Task to complete: Extract every line below that contains the word "FROM".

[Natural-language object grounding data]
☆ ☆ ☆ ☆ ☆ ☆ ☆

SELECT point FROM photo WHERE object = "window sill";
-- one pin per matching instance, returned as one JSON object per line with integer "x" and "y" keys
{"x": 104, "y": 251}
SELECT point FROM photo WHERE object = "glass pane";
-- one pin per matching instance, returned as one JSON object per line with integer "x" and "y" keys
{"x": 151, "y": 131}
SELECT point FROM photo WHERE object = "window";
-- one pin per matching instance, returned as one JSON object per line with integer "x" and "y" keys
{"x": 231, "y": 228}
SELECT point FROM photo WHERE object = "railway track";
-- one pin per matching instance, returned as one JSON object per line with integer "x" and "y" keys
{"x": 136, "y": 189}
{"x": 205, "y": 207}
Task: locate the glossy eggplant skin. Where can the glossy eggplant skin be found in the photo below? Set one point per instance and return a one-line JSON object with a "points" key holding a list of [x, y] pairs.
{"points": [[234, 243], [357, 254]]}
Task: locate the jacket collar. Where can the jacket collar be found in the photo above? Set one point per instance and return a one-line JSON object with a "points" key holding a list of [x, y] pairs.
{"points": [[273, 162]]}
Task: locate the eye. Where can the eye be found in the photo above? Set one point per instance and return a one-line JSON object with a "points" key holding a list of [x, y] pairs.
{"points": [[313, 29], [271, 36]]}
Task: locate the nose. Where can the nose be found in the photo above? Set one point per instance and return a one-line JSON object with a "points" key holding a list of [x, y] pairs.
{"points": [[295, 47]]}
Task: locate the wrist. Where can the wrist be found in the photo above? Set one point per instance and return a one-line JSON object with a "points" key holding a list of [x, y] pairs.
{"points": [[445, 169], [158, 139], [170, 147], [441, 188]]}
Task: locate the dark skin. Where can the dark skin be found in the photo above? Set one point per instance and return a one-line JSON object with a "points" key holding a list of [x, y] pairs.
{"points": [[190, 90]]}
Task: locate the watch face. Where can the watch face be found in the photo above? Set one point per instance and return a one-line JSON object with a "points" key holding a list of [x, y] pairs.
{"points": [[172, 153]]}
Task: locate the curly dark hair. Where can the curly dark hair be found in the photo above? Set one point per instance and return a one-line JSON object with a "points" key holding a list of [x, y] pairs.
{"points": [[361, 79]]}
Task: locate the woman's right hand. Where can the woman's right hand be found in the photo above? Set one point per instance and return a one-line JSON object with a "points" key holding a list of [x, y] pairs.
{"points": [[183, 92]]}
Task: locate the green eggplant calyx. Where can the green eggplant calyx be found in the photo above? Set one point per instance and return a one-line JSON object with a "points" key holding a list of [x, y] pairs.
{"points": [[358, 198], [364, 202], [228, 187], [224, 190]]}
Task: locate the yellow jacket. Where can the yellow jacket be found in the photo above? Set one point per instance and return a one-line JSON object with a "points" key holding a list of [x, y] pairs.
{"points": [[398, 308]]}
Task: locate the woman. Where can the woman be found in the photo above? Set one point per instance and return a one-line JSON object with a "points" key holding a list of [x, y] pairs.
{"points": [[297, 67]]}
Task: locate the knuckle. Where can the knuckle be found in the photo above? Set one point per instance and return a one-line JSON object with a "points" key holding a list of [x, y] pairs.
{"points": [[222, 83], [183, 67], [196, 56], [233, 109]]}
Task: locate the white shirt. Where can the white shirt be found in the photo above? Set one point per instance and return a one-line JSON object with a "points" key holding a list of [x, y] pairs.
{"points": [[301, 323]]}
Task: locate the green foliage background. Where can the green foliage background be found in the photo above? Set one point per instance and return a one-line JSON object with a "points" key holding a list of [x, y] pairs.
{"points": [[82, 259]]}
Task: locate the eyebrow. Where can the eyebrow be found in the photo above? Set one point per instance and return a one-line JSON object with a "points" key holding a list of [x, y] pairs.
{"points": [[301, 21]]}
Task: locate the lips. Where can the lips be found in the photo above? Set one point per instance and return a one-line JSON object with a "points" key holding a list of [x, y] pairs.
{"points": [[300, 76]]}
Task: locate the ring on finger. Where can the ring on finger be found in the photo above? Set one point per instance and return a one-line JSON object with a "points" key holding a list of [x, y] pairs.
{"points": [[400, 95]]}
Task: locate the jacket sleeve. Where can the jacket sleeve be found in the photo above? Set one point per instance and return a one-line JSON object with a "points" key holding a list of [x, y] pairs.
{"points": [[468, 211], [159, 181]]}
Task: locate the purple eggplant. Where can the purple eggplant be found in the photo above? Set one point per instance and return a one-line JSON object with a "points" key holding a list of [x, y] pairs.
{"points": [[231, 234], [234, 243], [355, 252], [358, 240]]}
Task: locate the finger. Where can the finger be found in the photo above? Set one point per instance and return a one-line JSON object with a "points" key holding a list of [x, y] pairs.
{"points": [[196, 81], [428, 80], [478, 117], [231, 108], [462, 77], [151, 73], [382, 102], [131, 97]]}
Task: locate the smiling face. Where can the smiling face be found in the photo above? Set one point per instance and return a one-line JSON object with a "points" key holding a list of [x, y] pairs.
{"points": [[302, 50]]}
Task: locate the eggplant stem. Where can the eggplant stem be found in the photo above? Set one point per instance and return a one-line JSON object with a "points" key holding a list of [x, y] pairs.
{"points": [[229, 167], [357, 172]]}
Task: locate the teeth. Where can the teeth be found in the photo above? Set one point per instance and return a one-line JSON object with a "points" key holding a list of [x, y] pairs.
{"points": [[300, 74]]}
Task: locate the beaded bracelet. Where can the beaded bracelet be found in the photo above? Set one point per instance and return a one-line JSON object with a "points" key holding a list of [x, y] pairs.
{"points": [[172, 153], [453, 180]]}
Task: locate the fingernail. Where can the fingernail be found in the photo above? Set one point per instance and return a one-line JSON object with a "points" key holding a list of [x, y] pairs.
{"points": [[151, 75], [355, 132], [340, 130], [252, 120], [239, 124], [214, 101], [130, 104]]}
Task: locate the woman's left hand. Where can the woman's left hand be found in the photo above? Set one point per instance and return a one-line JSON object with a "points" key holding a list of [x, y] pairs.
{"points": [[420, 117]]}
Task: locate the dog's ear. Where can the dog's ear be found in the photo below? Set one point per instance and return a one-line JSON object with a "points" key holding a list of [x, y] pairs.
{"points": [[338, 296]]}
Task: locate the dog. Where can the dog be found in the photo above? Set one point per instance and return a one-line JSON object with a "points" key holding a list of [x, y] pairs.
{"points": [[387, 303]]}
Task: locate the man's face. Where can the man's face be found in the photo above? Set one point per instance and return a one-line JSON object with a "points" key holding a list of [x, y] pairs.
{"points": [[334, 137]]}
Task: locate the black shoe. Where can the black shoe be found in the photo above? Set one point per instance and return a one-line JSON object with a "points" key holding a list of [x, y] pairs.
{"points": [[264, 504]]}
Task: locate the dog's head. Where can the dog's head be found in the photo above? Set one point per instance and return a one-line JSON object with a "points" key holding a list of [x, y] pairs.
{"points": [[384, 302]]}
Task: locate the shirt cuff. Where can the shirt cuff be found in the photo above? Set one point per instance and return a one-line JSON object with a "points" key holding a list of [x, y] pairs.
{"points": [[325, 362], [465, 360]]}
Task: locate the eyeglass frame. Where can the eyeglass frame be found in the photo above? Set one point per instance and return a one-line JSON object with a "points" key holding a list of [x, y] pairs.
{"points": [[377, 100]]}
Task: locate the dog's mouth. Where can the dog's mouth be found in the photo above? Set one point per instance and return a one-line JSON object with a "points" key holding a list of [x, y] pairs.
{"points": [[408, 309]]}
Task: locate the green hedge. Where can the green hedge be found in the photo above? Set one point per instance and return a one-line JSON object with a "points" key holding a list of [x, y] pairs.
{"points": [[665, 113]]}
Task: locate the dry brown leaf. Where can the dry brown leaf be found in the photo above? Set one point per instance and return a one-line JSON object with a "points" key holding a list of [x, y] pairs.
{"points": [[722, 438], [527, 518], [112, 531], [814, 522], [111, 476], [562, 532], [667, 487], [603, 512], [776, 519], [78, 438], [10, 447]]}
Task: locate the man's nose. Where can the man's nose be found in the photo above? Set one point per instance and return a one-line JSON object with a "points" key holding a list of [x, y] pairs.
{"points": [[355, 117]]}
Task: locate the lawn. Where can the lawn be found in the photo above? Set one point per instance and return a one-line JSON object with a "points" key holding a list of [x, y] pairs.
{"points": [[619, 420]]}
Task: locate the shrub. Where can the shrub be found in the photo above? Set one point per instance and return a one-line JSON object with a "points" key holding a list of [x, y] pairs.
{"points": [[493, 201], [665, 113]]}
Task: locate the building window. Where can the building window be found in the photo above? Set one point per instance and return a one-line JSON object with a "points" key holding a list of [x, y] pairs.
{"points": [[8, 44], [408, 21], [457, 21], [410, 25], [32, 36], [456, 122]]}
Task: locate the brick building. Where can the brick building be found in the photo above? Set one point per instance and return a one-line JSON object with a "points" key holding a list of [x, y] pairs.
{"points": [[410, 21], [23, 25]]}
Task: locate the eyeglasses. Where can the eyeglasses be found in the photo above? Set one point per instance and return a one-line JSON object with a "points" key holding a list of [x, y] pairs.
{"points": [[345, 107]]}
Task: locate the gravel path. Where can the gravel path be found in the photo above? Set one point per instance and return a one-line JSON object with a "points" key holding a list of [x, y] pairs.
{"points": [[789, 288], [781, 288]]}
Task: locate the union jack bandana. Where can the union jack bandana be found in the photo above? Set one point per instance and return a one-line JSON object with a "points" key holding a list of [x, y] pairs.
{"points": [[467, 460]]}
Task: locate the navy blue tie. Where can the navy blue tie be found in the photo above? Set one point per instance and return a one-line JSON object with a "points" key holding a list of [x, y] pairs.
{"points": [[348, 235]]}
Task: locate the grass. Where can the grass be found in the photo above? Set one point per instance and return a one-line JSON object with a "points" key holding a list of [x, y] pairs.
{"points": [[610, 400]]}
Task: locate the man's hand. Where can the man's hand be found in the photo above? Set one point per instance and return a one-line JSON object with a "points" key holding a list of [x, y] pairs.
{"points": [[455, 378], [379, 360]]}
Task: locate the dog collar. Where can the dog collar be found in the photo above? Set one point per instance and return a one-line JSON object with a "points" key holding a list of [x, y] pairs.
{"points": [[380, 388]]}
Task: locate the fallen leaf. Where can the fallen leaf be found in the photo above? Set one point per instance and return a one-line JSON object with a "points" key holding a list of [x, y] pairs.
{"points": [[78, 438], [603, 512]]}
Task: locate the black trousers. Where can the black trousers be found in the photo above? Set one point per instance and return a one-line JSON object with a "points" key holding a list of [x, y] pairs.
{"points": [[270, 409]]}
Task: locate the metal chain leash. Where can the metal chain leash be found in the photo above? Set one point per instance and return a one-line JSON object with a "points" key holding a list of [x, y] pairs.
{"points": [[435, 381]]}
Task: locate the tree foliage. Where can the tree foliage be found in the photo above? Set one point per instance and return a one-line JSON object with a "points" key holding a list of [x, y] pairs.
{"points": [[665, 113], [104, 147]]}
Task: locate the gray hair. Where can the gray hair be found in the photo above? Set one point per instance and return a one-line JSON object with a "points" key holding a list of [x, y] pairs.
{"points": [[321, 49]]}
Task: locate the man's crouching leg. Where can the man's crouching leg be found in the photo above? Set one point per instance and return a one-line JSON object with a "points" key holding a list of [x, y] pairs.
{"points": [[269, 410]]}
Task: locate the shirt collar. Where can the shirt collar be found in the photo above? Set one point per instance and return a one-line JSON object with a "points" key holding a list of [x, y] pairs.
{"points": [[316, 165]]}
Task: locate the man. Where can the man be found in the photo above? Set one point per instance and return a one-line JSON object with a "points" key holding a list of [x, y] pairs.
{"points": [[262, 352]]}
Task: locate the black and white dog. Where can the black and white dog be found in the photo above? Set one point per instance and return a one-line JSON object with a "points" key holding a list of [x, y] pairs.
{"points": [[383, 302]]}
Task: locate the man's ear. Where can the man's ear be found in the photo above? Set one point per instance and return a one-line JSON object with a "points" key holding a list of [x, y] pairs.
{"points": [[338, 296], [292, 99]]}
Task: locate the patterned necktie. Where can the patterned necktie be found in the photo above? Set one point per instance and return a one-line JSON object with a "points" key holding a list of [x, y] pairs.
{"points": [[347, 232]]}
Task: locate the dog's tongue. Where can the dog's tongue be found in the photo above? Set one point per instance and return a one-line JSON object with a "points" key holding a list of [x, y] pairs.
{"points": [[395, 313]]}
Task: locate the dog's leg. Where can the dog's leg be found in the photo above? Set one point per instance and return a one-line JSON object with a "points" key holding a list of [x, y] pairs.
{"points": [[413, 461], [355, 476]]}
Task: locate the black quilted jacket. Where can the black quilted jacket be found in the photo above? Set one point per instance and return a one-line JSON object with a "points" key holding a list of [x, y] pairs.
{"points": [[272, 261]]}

☆ ☆ ☆ ☆ ☆ ☆ ☆

Response:
SELECT point FROM photo WHERE object = "window sill";
SELECT point FROM photo WHERE object = "glass pane";
SELECT point FROM photo WHERE object = "window";
SELECT point FROM photo WHERE object = "railway track";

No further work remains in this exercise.